Point-per-instance localization data:
"""
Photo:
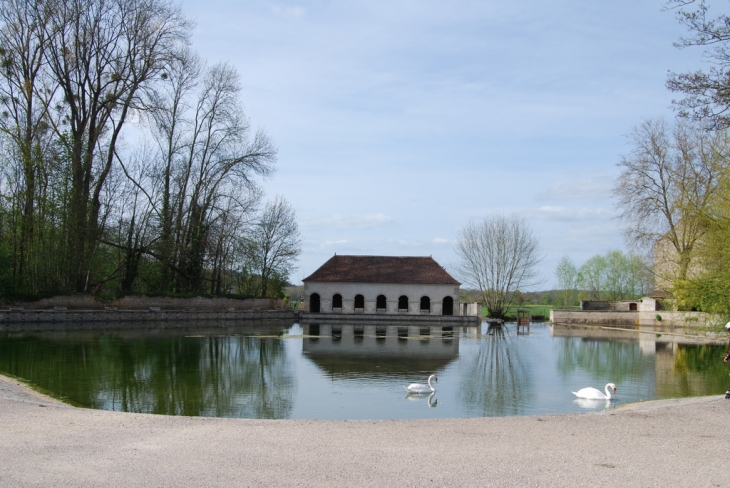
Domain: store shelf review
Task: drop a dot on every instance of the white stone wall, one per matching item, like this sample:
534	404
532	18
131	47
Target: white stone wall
392	292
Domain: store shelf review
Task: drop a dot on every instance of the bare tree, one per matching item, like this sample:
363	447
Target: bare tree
498	255
208	160
103	54
707	93
666	181
274	244
567	275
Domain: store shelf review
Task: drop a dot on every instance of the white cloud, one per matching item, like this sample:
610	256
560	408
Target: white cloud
566	214
587	189
339	221
333	243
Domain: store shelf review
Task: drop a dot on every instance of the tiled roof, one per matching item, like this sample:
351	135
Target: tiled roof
382	269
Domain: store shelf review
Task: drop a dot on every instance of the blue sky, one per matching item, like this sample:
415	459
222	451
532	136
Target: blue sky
397	122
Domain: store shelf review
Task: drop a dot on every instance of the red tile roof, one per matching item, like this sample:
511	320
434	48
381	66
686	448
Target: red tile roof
382	269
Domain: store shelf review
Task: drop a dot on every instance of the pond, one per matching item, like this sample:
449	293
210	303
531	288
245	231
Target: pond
317	371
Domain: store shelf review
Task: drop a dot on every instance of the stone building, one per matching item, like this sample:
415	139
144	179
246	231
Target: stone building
383	285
"""
**TASK STATEMENT:** What is needed is an exact copy of all the entries above, minus the pictures.

**RESPONSE TO THE TASK:**
Photo:
Domain: store shelf review
Task: drop a dot on every instance of the white stone wall, one per matching item, like this sample:
534	404
532	18
131	47
Target: white stone wall
392	292
Domain: store shelf review
Task: drop a dot on every instance of the bare tree, one per matching item, like this sample:
363	447
Target: bare tree
498	255
208	160
103	54
707	93
666	181
274	244
567	275
Domain: store shelf review
Task: drop a dot on every instance of the white cloud, one per matching item, like this sample:
610	256
560	408
Target: white cloud
566	214
587	189
339	221
333	243
Domain: store shelf review
Task: drop a dot on every instance of the tiled roof, one per matching item, like this sample:
351	135
Target: tiled roof
382	269
Domain: store shelf review
Task: drop a dot on every instance of the blue sky, one per matching item, like this sample:
415	459
222	451
532	136
Target: blue sky
397	122
Domain: store shelf review
Task: drop a dot on every instance of the red tile roof, one per matching item, like this sample:
511	320
434	48
381	66
686	448
Target: red tile roof
382	269
Domain: store shelf review
Task: drop a dot on every instance of the pond, one per matching item, like this sample:
449	293
210	303
531	288
245	231
Target: pond
317	371
Domain: store shelf review
Task: drop a dot on every instance of the stone building, one per matching item, like this sample:
415	139
144	179
246	231
Target: stone building
383	285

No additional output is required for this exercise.